### Exercise details
Identify every line in the entries below that contains the word "instance", treating uppercase and lowercase as different, and copy each of those lines.

◇ ◇ ◇ ◇

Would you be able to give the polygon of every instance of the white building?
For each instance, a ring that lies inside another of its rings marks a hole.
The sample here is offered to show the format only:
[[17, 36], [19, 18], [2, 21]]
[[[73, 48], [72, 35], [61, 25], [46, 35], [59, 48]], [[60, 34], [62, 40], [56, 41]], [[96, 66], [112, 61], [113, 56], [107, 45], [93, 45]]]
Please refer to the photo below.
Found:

◇ ◇ ◇ ◇

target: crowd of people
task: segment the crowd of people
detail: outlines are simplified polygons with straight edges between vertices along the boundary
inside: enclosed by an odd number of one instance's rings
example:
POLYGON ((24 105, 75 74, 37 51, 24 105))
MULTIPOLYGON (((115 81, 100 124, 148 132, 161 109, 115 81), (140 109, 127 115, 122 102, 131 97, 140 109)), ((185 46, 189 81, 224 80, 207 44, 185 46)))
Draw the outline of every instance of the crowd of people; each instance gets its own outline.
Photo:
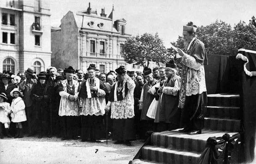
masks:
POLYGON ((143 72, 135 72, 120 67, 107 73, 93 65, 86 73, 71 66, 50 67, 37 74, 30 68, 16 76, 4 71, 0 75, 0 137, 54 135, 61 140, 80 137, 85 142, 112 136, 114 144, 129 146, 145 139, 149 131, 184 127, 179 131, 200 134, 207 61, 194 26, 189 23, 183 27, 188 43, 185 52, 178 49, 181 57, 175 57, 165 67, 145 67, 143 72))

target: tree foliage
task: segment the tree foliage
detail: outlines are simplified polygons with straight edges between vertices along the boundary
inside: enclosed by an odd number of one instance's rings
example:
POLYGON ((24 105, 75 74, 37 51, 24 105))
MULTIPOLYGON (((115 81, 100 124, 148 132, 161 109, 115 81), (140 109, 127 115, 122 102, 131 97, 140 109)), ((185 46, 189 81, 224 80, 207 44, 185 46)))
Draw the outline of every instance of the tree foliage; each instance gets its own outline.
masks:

◇ ◇ ◇ ◇

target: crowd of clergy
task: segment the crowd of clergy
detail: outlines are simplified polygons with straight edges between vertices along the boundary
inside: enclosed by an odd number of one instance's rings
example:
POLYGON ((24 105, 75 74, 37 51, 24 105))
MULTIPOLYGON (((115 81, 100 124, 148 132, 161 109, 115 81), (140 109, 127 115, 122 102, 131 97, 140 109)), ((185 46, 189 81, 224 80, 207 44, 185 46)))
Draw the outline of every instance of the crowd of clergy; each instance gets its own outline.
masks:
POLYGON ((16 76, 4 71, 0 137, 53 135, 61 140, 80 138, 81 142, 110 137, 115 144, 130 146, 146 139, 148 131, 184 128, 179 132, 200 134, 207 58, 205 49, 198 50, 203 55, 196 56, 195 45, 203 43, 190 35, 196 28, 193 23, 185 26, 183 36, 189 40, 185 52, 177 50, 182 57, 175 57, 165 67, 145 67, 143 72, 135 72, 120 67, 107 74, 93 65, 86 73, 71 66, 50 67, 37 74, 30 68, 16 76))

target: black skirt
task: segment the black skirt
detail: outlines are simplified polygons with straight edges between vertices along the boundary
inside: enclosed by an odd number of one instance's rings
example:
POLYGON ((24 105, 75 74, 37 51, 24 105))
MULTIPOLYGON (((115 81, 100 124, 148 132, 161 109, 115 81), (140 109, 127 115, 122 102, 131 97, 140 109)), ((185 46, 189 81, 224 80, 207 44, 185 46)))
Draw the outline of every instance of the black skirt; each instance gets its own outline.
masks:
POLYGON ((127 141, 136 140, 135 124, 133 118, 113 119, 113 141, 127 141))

◇ ◇ ◇ ◇

### Full solution
Would you be able to give the polygon of every instance of the white building?
For each instance, a ring that lies inside another of its rings marks a hole.
inside: enclosed by an odd number of one instance's rings
Draw the outline of every instance of the crowd of people; each instance gets its own outline.
inside: enclosed by an odd number of one instance's rings
Draw the outline of every instance of the tree foliage; each instance gets its own outline.
inside: enclosed by an odd number of one instance's rings
Draw the outline of every instance of the crowd of clergy; each instance gets its own outline.
inside: enclosed by an odd number of one instance's rings
Draw the outline of every instance of the black skirt; each instance gets its own outline.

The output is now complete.